__WHAT IS REQUIRED__. Can you continue the piece on St Bernadette Soubirous, picking up after its last sentence?

Saint of the Day – 18 February – St Bernadette Soubirous (1844-1879) of Lourdes – Virgin, The Visionary of Lourdes, Consecrated Religious. Born on 7 January 1844 at Lourdes, Hautes-Pyrénées, France and died on 16 April 1879, Nevers, Nièvre, France of natural causes, aged 35. Her Body is incorrupt and is on display in Nevers, France. Patronages – Bodily illness, Lourdes, France, shepherds, against poverty, people ridiculed for their faith. She was Canonised on 8 December 1933 by Pope Pius XI.
The Hidden Life at Nevers
St Bernadette, herself, used this expression:
“I came here to hide myself.”
In Lourdes, she was Bernadette, the Visionary. In Nevers, she became Sister Marie Bernard, who would be a Saint. One often hears about the severity of her Superiors towards her but it has to be understood that she was a unique case – she had to be shielded from curiosity, to be protected and, the community too, had to be protected.
Bernadette gave her account of the Apparitions before the assembled community on the day after she arrived, thereafter, it was not to be spoken of. She was kept in the Mother House where she loved to care for the sick. On the day of her Profession, no particular office or task had been prepared for her for the Bishop declared that her work would be “the work of prayer.”
“Pray for sinners” the Lady had said. She remained faithful to this task.
“My weapons,” she wrote to the Holy Father, “are prayer and sacrifice.”

__INFORMATION SUPPLIED__.

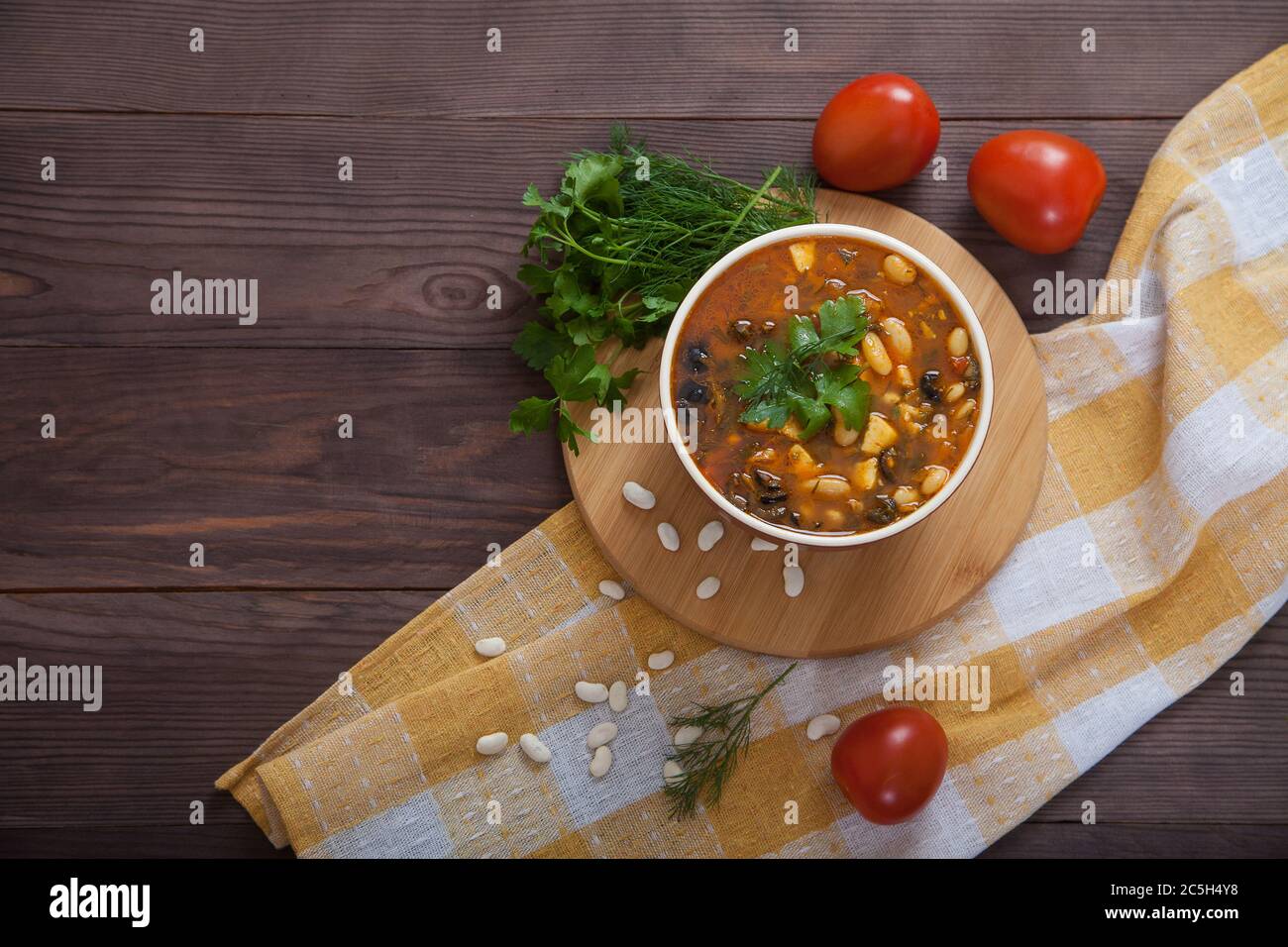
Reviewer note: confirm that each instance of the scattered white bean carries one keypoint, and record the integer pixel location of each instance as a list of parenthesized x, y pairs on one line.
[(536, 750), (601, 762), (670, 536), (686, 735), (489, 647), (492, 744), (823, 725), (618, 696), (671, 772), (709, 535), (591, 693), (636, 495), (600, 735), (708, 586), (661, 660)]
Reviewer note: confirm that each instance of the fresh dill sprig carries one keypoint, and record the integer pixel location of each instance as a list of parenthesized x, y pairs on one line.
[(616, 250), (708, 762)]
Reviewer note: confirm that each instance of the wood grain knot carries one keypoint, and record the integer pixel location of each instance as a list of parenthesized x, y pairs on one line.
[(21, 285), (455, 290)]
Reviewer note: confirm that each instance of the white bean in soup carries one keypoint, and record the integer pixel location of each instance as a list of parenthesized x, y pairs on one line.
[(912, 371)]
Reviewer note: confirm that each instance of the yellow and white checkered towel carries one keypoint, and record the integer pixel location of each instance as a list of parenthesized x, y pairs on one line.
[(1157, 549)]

__ANSWER BELOW__.
Her own illness made her a regular patient in the Infirmary and then, there were endless parlour visits. “These poor Bishops, they’d do better to stay at home.” Lourdes was a long way off … she would never return to the Grotto. But every day she made her pilgrimage in spirit. She did not speak of Lourdes but she lived its message.
“You will become the first to live the message,” said her Confessor Father Douce. And in fact, after having been Assistant Infirmarian, she entered bit by bit into sickness herself.
She did “her work” in this, accepting all crosses for sinners, in an act of perfect love. “After all, they are our brothers.”
During long sleepless nights, uniting herself with the Masses celebrated throughout the world, she offered herself as a “living crucified” in the tremendous combat between light and darkness, bound, with the Blessed Virgin Mary, to the Mystery of the Redemption, eyes fixed on the Crucifix:
“That is where I find my strength.”
She died at Nevers on 16 April 1879, aged 35. The Church proclaimed her a Saint on 8 December , 1933, not for having been chosen for the Apparitions but for the way in which she responded to that grace
Dear little Saint Bernadette, Pray for us!